_Data supplied_
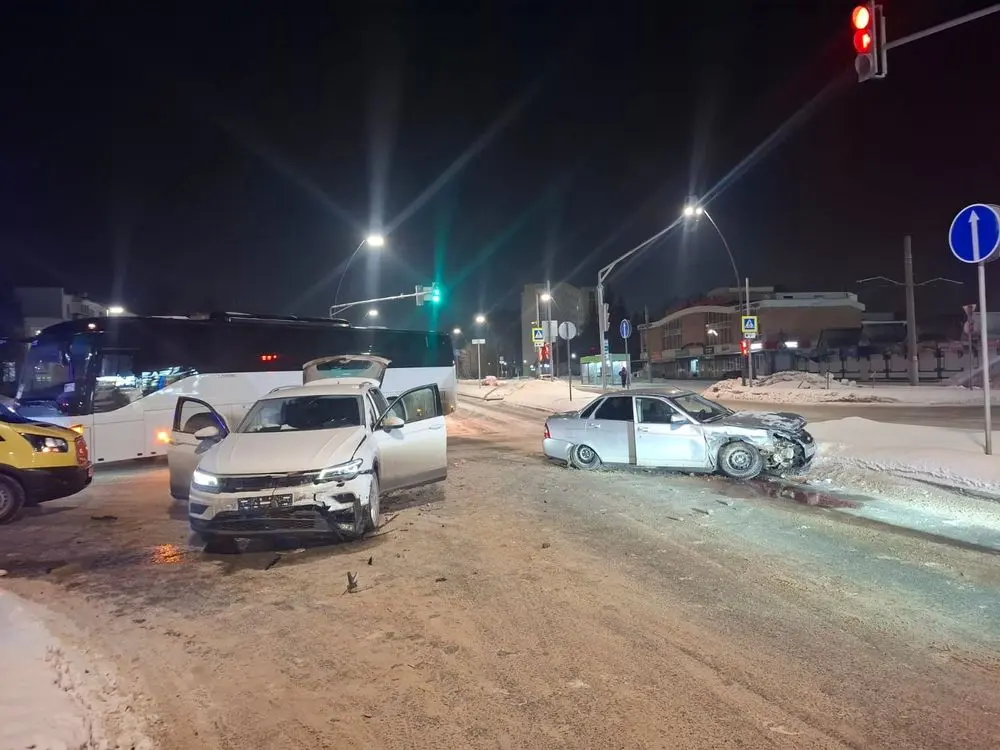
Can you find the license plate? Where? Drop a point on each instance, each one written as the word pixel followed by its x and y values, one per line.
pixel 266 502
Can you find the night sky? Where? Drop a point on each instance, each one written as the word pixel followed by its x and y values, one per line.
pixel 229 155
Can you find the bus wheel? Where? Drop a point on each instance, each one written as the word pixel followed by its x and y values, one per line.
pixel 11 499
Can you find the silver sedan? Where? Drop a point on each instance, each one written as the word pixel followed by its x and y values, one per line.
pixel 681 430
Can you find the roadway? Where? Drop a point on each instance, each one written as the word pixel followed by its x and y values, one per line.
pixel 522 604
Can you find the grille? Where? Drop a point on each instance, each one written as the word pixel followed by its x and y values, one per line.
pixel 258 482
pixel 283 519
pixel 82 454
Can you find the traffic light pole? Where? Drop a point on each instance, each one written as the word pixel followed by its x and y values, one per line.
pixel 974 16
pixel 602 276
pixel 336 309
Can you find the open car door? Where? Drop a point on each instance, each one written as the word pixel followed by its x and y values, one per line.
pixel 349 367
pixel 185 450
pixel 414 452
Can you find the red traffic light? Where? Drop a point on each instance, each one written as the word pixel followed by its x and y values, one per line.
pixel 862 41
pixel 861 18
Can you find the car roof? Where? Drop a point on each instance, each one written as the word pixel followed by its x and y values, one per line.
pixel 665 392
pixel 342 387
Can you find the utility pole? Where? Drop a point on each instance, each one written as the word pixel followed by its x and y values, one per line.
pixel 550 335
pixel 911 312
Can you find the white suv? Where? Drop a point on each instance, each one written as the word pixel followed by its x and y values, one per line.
--
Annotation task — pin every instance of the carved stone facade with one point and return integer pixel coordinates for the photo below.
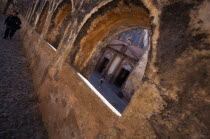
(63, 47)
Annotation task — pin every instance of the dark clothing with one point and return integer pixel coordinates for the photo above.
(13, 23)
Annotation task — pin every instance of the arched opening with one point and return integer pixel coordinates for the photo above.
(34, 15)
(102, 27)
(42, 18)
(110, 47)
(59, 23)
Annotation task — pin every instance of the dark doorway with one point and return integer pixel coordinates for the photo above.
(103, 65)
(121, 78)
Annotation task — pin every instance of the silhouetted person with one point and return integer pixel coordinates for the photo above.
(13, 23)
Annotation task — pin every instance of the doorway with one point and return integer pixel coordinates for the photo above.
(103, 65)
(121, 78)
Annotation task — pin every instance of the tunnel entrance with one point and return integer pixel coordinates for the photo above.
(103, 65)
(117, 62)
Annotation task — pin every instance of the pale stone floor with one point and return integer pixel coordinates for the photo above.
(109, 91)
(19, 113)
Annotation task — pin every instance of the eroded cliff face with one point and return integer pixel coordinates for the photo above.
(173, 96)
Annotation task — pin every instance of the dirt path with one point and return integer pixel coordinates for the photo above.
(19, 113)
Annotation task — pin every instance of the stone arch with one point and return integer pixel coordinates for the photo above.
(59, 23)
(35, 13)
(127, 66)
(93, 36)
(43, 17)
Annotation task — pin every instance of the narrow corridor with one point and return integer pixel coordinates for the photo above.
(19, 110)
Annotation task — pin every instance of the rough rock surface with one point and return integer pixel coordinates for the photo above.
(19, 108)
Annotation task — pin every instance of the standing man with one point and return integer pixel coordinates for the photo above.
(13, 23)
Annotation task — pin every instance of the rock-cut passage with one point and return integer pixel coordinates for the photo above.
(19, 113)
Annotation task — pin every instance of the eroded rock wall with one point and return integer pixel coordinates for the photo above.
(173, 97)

_Task details_
Could you retype the part of the rows that opens with the line containing "Can you find the night" and closes with the line containing "pixel 861 18", including both of those lines and changing nothing?

_Output of the exercise_
Can you find the night sky? Where? Drop a point on each instance, each one written as the word pixel followed by its x and y values, one per line.
pixel 229 155
Can you find the bus wheel? Where? Drop a point on each instance, each one written as the word pixel followed by its x and y values, one per line.
pixel 11 499
Can you find the silver sedan? Where? Drop a point on each instance, each one written as the word pixel followed by its x and y values, one per line.
pixel 681 430
Can you find the roadway? Where? Drop a point on each instance, each one written as the word pixel followed by its x and y values, one per line.
pixel 522 604
Can you find the grille? Where? Drop a point on each instance, each one written as the word pixel followed by its x and y values, one per line.
pixel 258 482
pixel 283 519
pixel 82 454
Can you find the traffic light pole? Where? Drop a point on each instance, each one written as the word pixel followed by its x and y values, one per line.
pixel 974 16
pixel 602 276
pixel 336 309
Can you find the open car door? Where? Drop a point on each instance, each one written as the word pixel followed by its x and y values, one per line.
pixel 349 367
pixel 185 450
pixel 414 452
Can you find the red traffic light? Where? Drop a point on each instance, each one written as the word pixel followed by its x and y values, one per line.
pixel 862 41
pixel 861 18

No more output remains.